INPUT:
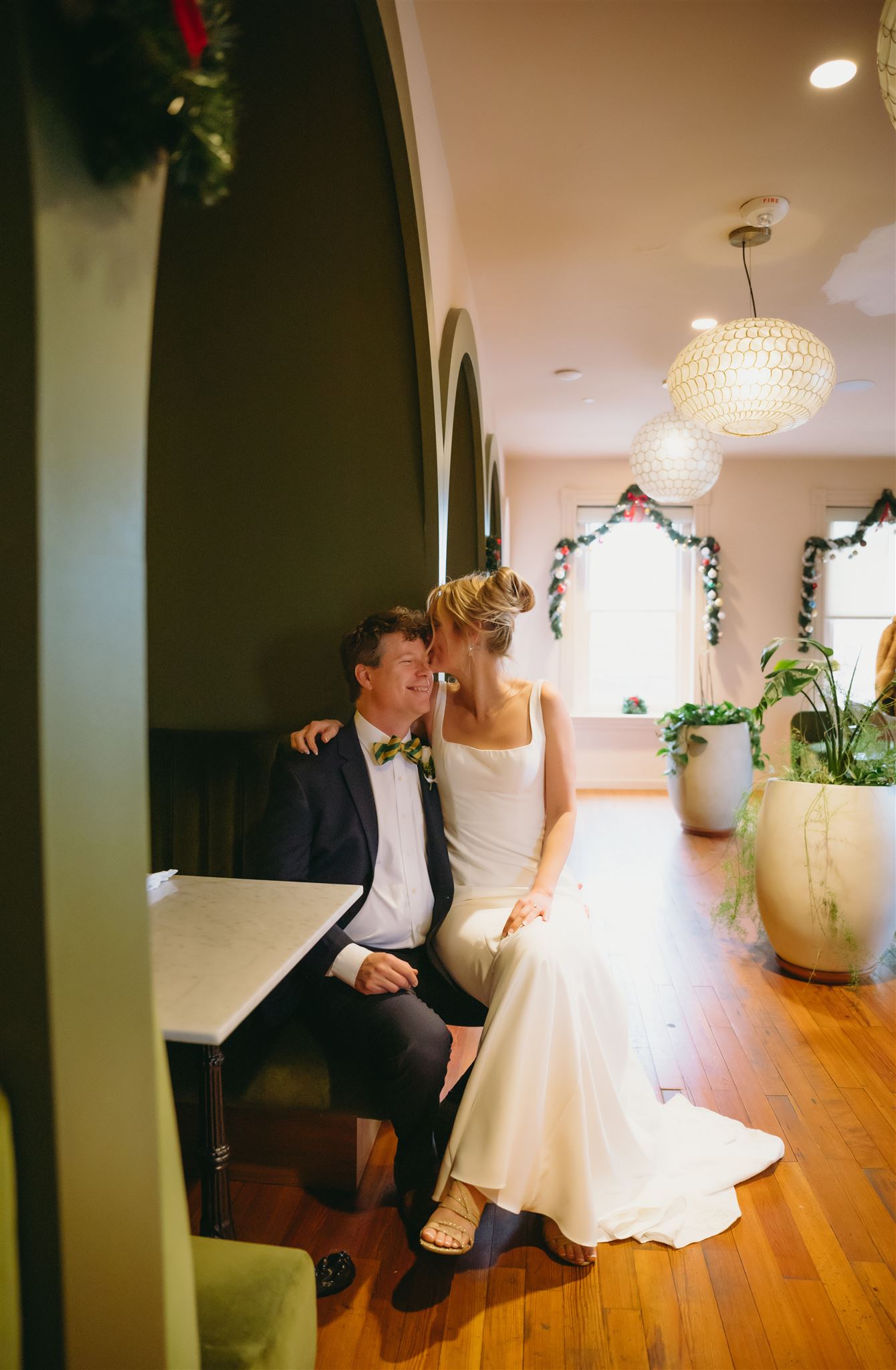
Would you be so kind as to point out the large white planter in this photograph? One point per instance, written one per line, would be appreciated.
(816, 843)
(707, 791)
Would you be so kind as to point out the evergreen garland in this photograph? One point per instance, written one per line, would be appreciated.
(632, 507)
(148, 78)
(884, 511)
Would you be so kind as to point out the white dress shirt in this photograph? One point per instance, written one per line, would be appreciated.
(399, 907)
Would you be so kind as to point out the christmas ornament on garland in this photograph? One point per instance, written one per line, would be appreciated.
(633, 507)
(152, 78)
(884, 511)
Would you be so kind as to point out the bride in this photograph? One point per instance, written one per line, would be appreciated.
(558, 1116)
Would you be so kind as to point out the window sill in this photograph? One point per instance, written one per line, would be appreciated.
(617, 718)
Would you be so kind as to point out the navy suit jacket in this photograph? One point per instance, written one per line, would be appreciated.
(321, 825)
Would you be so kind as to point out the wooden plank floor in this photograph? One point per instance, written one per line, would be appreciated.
(806, 1277)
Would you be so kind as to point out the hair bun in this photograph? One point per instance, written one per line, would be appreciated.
(517, 595)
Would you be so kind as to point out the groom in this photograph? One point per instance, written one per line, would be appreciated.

TASK TO CARRY OUT:
With the images left out, set down every entry exactly.

COMPLETED EXERCISE:
Would you be so kind as to point out the large white planter in this photograph? One point per instance, written one per line, would be appreciated.
(816, 843)
(707, 791)
Would you be so kind as to point out the evergreen garland in this photograph? One point per instance, written one per line, would be appreciated.
(632, 507)
(148, 78)
(884, 511)
Would you be so kind as to point out the white dress shirt in this photograph? One point per instance, written one per line, would be appreciated.
(399, 907)
Would you be so kind as to point out the christmas ornament on garland in this photograph? One point per instance, written one per line, would be appreciated.
(633, 507)
(152, 78)
(884, 511)
Would you be so kind as to point out the bride in this photograph? One point per instance, written one per line, would be appreciated.
(558, 1116)
Would you be so kind as to point out the window sill in this photograph? One point per instance, written one per line, would be appreciated.
(617, 718)
Would you be so kind as to point out the navy suit jacket in this photograph? One point per instance, written one per line, would be appreciated.
(321, 825)
Would you be so kind as to point out the wooden plank floor in this photograph? One point per instance, written one per line, would be appreciated.
(806, 1277)
Would you be so kind as to point out the hair bun in this photograph? One point per instance, written one per line, would be appreciated.
(517, 595)
Would you be so kind as to point out the groom in this photograph? One point per instance, written one per line, would be appreciated.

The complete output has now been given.